→ SUPPLIED INFORMATION

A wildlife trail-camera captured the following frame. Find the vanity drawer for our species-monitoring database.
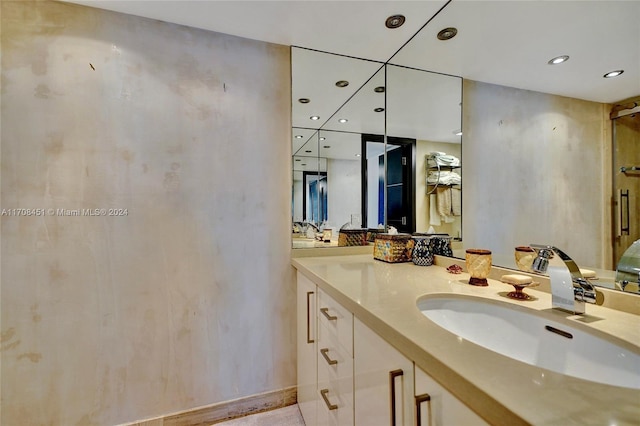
[318,290,353,357]
[316,359,354,426]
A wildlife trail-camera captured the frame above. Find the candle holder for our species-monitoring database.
[514,246,536,272]
[465,249,492,287]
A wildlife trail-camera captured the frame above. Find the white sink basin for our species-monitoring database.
[417,295,640,389]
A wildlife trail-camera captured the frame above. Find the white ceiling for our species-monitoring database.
[63,0,640,163]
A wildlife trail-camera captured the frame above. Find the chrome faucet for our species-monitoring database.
[531,244,596,314]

→ TASK DIRECTIONS
Repeat all of the items above word for word, leaving the picture out.

→ SOLUTION TO THE PROBLEM
A wildlife trail-camera captured the following frame. Find the vanity drawer for our species-monitoring database.
[318,290,353,357]
[316,359,354,426]
A wildlife trail-camera captured the frame above. Find the candle holder for our species-monitoring database.
[514,246,536,272]
[465,249,492,287]
A wildlife trail-camera captured the frame above. Find the white sink basin for our species-monitoring database.
[417,295,640,389]
A wildlife trail-camera captured the frame above. Find the white ceiling for our species-monitoring database.
[63,0,640,163]
A wildlife trail-camera captured the frame above. Find the chrome faucet for our species-monitoring database.
[531,244,596,314]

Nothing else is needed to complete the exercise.